Text excerpt
○ ○ ○ ○
# Decals on Wood



## SeahawkBeau (Feb 1, 2017)

I've read alot about the procedure for doing decals but they are all on acrylic or PR.  Is there a way to do it on a wood pen and so what would the procedure be or would it be the same regardless of the material.


----------



## lorbay (Feb 1, 2017)

I do these on wood all the time. I put 5 coats of CA and then polish it apply decal and then more CA. 
Lin


----------



## jttheclockman (Feb 1, 2017)

It is done all the time. Treat the wood as acrylic in that seal it before you apply the decal. Most people go all the way and do several coats of CA and polish but do not put a plastic polish under it. Blends in better.


----------



## Rockytime (Feb 1, 2017)

As already posted, it works flawlessly. CA then decal then CA.


----------



## SeahawkBeau (Feb 1, 2017)

Thanks Guys, now I just have to get better at doing a CA finish.  The decal idea is something I am gonna try out, I have had a friend that has been doing the laser engraving for me but I think the decal idea would give me more options but the person who is interested in this idea does not like acrylic, only wood and she likes the lighter woods so that works out great.  If she likes my ideas she has promised a minimium of 100 pens a year.


----------



## larryc (Feb 2, 2017)

American Holly works great. It's wood and has practically no grain to detract from the decal image.


----------



## Skie_M (Feb 2, 2017)

Hmmm ... his lady friend is the one interested, and she doesn't like plastic ...  American Holly, properly finished in a shiny CA finish after buffing, would probably look like a white or off-white plastic.

I might think about asking her if she has a particular preference for the wood species, especially if she wants to see wood grain.  Beech, Maple, Poplar, and Persimmon (white ebony) come to mind.


Also, if the grain interference might be a problem, you could also mention that there's a white background decal paper you could use, in addition to the clear background paper.  In fact, you could possibly make one part of the design using clear, so that you can see the wood grain through it, and the part that needs to show up clearly could be made on white background paper.


----------



## SeahawkBeau (Feb 2, 2017)

The one she liked was actually spalted Maple, would be very easy to put a decal on.  The few samples I had were not stablilized so they really didn't looke that good.  I just got my stabilization set up today so I will shoot her out some samples.  Thanks guys for all the help.  Any suggestions for a decal program or is that another topic someplace else.
○ ○ ○ ○
Data shown
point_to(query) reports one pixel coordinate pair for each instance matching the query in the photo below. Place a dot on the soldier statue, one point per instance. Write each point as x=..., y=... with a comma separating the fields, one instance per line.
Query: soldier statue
○ ○ ○ ○
To-do list
**a.** Do the following statements agree with the forum thread on decals on wood? For each, answer yes or no and quote the words of the thread that decide it.
(i) lorbay applies five coats of CA before polishing and applying the decal.
(ii) jttheclockman recommends putting a plastic polish under the decal.
(iii) The wood that the interested customer liked was American Holly.
**b.** Carry on the forum thread on putting decals on wooden pens from where it stops.

The responses
**a.**
(i) Yes: "I put 5 coats of CA and then polish it apply decal and then more CA."
(ii) No: "do not put a plastic polish under it."
(iii) No: "The one she liked was actually spalted Maple"

**b.**
----------



## Skie_M (Feb 2, 2017)

Any image program should work OK ... it's mostly the printer you need to work the kinks out of.

I use Microsoft Paint.  It came with Windows.

I can get into my printer settings and set up page sizes, but I find that to be a little tedious.

My decal sheets come as a half-sheet size of standard paper 8.5" x 11" .... 2 easy ways around using that setup.


You can simply turn the decal sheet sideways, so that it is entering the printer with the same width as your standard paper .... and set the image printing program up so that the image will be printed in the TOP HALF ONLY of the page.

Or you can TAPE 2 PIECES OF DECAL PAPER TOGETHER FROM THE BACKSIDES, insert just like a regular sheet of paper ....  and make sure that nothing will be printed right in the middle.


----------



## Math2010 (Feb 10, 2017)

Wich brand of decal paper do you use?


----------



## jttheclockman (Feb 10, 2017)

Math2010 said:


> Wich brand of decal paper do you use?



www.penturners.org/forum/f14/water-slide-decal-material-141887/



www.penturners.org/forum/f178/paper-printer-choose-140535/


www.penturners.org/forum/search.php...earchinfo=1&photoplog_searchquery=decal+paper


----------



## SeahawkBeau (Feb 10, 2017)

Math2010 said:


> Wich brand of decal paper do you use?



I just bought Bel Inkjet Decal Paper online from DecalPaper.  I followed the instructions when I printed it up and the detail was amazing.  I sprayed the acrylic spray on it to seal it today and will be putting it on tomorrow.  when I am done I will post pictures.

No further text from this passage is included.